DATASET ENTRIES:
==================================================

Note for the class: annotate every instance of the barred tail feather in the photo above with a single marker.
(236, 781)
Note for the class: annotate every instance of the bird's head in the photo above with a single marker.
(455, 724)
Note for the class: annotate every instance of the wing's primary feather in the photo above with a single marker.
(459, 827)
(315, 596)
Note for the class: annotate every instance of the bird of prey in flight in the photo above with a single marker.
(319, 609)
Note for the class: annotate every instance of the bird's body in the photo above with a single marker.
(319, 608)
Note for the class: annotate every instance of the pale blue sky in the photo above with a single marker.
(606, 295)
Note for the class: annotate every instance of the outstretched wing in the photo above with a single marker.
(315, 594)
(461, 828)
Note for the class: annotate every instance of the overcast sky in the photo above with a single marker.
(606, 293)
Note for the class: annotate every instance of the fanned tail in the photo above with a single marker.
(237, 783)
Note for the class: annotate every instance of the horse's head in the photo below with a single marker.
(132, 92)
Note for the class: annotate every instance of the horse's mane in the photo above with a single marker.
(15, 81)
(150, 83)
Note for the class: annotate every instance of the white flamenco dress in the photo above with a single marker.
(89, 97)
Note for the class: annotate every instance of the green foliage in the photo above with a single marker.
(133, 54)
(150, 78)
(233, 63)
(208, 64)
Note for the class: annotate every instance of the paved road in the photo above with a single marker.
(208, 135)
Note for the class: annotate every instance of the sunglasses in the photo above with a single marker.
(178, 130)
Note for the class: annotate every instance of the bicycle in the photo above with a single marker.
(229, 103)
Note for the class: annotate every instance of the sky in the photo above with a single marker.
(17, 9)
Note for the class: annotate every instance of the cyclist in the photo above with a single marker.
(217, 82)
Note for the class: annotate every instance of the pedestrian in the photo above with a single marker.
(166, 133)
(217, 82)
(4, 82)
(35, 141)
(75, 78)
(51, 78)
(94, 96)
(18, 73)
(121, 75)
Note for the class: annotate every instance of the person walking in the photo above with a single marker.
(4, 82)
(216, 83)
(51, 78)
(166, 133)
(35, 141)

==================================================

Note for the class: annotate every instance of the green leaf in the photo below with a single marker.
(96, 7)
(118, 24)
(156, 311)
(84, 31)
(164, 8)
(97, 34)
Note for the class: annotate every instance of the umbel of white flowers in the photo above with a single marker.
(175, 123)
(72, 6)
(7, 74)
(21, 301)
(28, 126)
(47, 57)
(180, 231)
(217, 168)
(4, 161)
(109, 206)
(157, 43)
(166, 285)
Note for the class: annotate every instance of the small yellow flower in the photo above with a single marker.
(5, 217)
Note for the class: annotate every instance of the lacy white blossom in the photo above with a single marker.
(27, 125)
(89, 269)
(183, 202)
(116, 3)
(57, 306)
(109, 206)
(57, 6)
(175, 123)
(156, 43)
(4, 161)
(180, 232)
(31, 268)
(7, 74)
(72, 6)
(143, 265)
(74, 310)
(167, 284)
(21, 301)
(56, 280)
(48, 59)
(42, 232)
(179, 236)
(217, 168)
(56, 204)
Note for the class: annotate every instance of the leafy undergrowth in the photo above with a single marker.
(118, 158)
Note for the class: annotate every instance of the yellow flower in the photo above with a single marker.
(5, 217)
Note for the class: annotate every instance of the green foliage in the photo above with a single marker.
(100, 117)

==================================================

WHAT YOU SHOULD DO:
Pick out each line in the listing above that contains the word "head" and copy those lines.

SOLUTION:
Note for the class: annotate every instance of the bird's head in the photo above with a single marker.
Note for the class: annotate every instance of the horse's head in the photo below with a single marker.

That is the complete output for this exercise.